Task details:
In the listing, from its first line through the line containing "0,36 -> 117,297", replace "Format each line" with "Write each line" and change nothing else. Return only those lines, without the pictures.

Records provided:
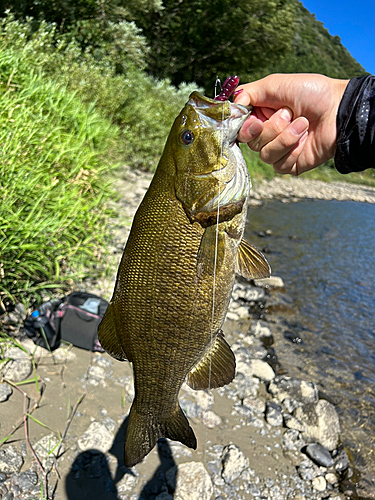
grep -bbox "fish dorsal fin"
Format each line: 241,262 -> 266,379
187,331 -> 236,390
236,238 -> 271,279
98,304 -> 130,361
197,226 -> 225,275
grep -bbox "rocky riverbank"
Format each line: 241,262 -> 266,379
0,173 -> 375,500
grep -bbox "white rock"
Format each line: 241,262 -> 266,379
34,434 -> 65,472
200,410 -> 221,429
236,306 -> 250,319
294,399 -> 341,451
236,361 -> 253,377
254,276 -> 285,288
4,347 -> 33,382
165,462 -> 213,500
0,445 -> 23,474
78,422 -> 115,453
312,476 -> 327,491
221,443 -> 249,484
52,345 -> 77,363
251,359 -> 275,382
250,320 -> 272,339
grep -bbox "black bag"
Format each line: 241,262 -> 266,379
24,292 -> 108,352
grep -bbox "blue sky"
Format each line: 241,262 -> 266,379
302,0 -> 375,75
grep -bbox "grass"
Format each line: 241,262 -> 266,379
0,47 -> 118,300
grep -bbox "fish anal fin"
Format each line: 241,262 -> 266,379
163,403 -> 197,450
236,238 -> 271,279
98,303 -> 131,361
197,226 -> 225,275
187,331 -> 236,390
124,401 -> 197,467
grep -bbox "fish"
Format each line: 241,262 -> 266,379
98,77 -> 270,467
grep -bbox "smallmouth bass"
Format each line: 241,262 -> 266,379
98,76 -> 270,467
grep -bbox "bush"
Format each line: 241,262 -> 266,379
0,38 -> 118,298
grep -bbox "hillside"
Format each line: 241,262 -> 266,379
267,0 -> 365,78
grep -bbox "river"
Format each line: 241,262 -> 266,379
246,200 -> 375,488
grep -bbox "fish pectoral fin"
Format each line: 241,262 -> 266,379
98,304 -> 131,361
187,331 -> 236,390
236,238 -> 271,279
197,226 -> 225,276
124,402 -> 197,467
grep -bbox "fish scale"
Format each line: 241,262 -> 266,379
98,87 -> 269,467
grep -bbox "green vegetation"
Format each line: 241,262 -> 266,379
0,0 -> 374,300
0,36 -> 117,297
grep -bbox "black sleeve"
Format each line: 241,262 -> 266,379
335,75 -> 375,174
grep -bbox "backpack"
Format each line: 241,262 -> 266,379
24,292 -> 108,352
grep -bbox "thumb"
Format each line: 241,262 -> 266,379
234,75 -> 288,109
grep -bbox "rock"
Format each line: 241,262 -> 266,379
155,491 -> 174,500
254,276 -> 285,288
233,371 -> 259,399
266,401 -> 283,427
34,434 -> 64,472
165,462 -> 213,500
78,422 -> 115,453
53,345 -> 77,363
298,460 -> 320,481
18,470 -> 38,491
268,376 -> 319,404
87,366 -> 106,381
325,472 -> 339,485
249,320 -> 272,339
306,443 -> 333,467
4,347 -> 33,382
243,397 -> 266,414
0,383 -> 13,403
200,410 -> 221,429
221,444 -> 249,484
335,449 -> 349,473
232,283 -> 266,302
251,359 -> 275,382
312,476 -> 327,491
294,399 -> 341,451
282,429 -> 304,450
0,445 -> 23,474
236,361 -> 253,377
235,306 -> 250,319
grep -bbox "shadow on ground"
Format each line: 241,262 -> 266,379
65,418 -> 175,500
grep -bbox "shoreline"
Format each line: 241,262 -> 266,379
249,176 -> 375,206
0,172 -> 375,500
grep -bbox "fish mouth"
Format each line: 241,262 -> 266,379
190,92 -> 252,212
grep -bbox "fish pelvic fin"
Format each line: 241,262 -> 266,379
98,303 -> 130,361
187,331 -> 236,390
197,226 -> 225,276
124,402 -> 197,467
236,238 -> 271,279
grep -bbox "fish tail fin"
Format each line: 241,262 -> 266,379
124,402 -> 197,467
164,401 -> 197,450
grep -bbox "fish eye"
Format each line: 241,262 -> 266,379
180,130 -> 194,146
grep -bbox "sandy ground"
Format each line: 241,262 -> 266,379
0,172 -> 375,500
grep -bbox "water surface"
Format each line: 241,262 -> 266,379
246,200 -> 375,477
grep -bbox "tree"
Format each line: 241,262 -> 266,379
135,0 -> 294,90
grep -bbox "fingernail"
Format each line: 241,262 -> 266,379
280,108 -> 293,123
247,122 -> 263,138
290,118 -> 308,135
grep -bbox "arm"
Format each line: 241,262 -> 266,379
235,74 -> 375,175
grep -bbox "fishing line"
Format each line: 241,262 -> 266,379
204,84 -> 225,461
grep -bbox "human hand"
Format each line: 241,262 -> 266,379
235,73 -> 349,175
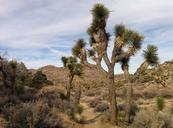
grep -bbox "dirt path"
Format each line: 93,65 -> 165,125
78,98 -> 115,128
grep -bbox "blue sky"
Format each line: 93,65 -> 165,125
0,0 -> 173,73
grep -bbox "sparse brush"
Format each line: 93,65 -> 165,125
143,45 -> 159,66
75,104 -> 83,115
157,97 -> 165,111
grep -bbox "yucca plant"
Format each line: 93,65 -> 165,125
9,60 -> 17,94
134,45 -> 159,77
72,39 -> 87,64
88,4 -> 143,124
61,56 -> 83,101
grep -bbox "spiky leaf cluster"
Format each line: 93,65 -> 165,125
123,29 -> 144,50
87,4 -> 109,35
9,60 -> 17,69
88,49 -> 95,57
72,39 -> 86,57
114,24 -> 126,37
120,58 -> 130,70
61,56 -> 82,75
143,45 -> 159,66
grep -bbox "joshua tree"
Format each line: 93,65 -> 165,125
121,45 -> 159,123
9,60 -> 17,94
72,39 -> 87,64
0,56 -> 8,87
134,45 -> 159,77
88,4 -> 143,124
61,56 -> 82,101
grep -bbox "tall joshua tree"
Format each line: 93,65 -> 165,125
72,39 -> 87,64
9,60 -> 17,94
0,56 -> 8,87
121,45 -> 159,123
88,4 -> 143,124
134,45 -> 159,77
61,56 -> 82,101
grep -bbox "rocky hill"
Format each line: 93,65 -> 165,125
32,60 -> 173,89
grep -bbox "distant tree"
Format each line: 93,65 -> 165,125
61,56 -> 82,102
134,45 -> 159,77
72,39 -> 87,64
88,4 -> 143,124
32,71 -> 53,89
9,60 -> 17,94
121,45 -> 159,123
0,56 -> 8,87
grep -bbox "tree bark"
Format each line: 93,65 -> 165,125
108,68 -> 118,125
67,75 -> 74,102
75,85 -> 81,106
11,69 -> 16,94
123,65 -> 133,124
134,61 -> 149,78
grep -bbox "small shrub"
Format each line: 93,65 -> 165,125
118,111 -> 125,121
3,101 -> 63,128
157,97 -> 165,111
132,110 -> 172,128
94,103 -> 109,112
75,104 -> 83,115
89,98 -> 101,108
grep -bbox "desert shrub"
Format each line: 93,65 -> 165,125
94,102 -> 109,112
157,97 -> 165,111
170,107 -> 173,114
118,111 -> 125,121
44,108 -> 64,128
37,86 -> 70,112
117,103 -> 125,111
132,110 -> 172,128
89,98 -> 101,108
143,90 -> 157,99
159,88 -> 173,98
15,85 -> 25,95
75,104 -> 83,114
3,101 -> 63,128
18,92 -> 37,102
140,75 -> 154,83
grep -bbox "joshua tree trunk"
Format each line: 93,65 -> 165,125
0,68 -> 8,87
11,69 -> 16,94
108,68 -> 118,125
67,75 -> 74,102
134,61 -> 149,77
123,65 -> 133,123
75,85 -> 81,106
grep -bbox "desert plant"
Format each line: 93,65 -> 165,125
132,110 -> 172,128
88,4 -> 143,124
94,102 -> 109,112
72,39 -> 87,64
118,111 -> 126,121
157,97 -> 165,111
75,104 -> 83,115
88,4 -> 143,124
134,45 -> 159,77
3,101 -> 63,128
61,56 -> 82,101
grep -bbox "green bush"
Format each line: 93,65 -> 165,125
76,104 -> 83,114
131,110 -> 172,128
157,97 -> 165,111
3,101 -> 63,128
118,111 -> 125,121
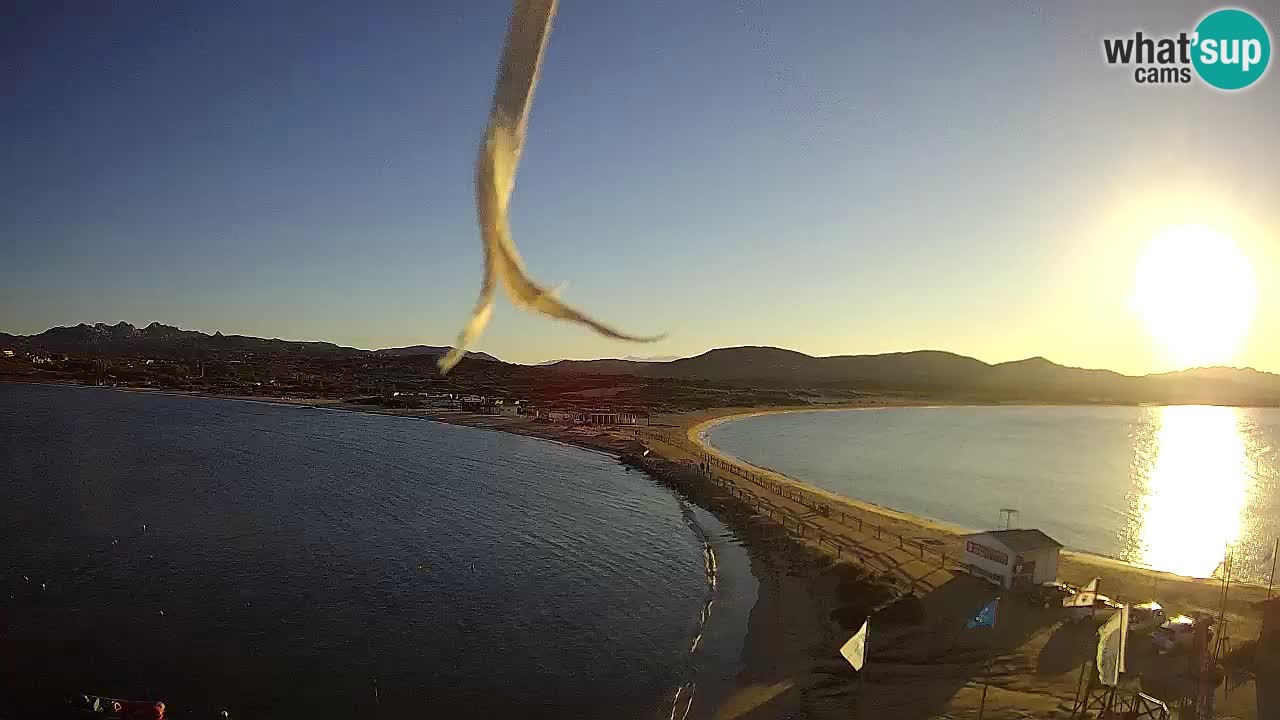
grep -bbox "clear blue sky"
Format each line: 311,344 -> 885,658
0,0 -> 1280,373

Solution for this exercise:
grep -bbox "fish dorsal fin"
Write each line: 241,262 -> 266,379
187,331 -> 236,390
236,238 -> 271,279
98,304 -> 130,361
197,226 -> 225,275
grep -bbox "rocky riverbank"
Write each line: 241,262 -> 266,379
0,173 -> 375,500
grep -bbox "white rock"
Write each line: 241,262 -> 266,379
34,434 -> 65,472
200,410 -> 221,429
236,306 -> 250,319
294,399 -> 341,451
236,361 -> 253,377
254,276 -> 285,288
4,347 -> 33,382
165,462 -> 213,500
0,445 -> 23,474
78,422 -> 115,453
312,476 -> 327,491
221,443 -> 249,484
52,345 -> 77,363
251,359 -> 275,382
250,320 -> 272,339
grep -bbox "black bag"
Write each line: 241,262 -> 266,379
24,292 -> 108,352
grep -bbox "blue sky"
Write each line: 241,262 -> 266,379
302,0 -> 375,75
grep -bbox "grass"
Write each line: 241,262 -> 266,379
0,47 -> 118,300
grep -bbox "fish anal fin"
Write each line: 241,262 -> 266,379
163,403 -> 197,450
236,238 -> 271,279
98,303 -> 131,361
197,226 -> 225,275
187,331 -> 236,390
124,401 -> 197,467
grep -bbox "fish"
Write each line: 241,262 -> 266,379
98,77 -> 270,467
grep -bbox "smallmouth bass"
Write each line: 241,262 -> 266,379
98,76 -> 270,467
grep -bbox "bush"
Write each line: 241,262 -> 266,379
0,38 -> 118,298
grep -bbox "hillside"
Write each line: 241,262 -> 266,379
267,0 -> 365,78
grep -bbox "river"
Write each line: 241,262 -> 266,379
246,200 -> 375,488
grep -bbox "fish pectoral fin"
Write each line: 241,262 -> 266,379
98,304 -> 131,361
187,331 -> 236,390
236,238 -> 271,279
197,226 -> 225,276
124,402 -> 197,467
grep -bbox "fish scale"
Write each line: 241,262 -> 266,379
98,87 -> 269,467
grep -bbox "green vegetation"
Write each line: 241,262 -> 266,379
0,0 -> 374,300
0,36 -> 117,297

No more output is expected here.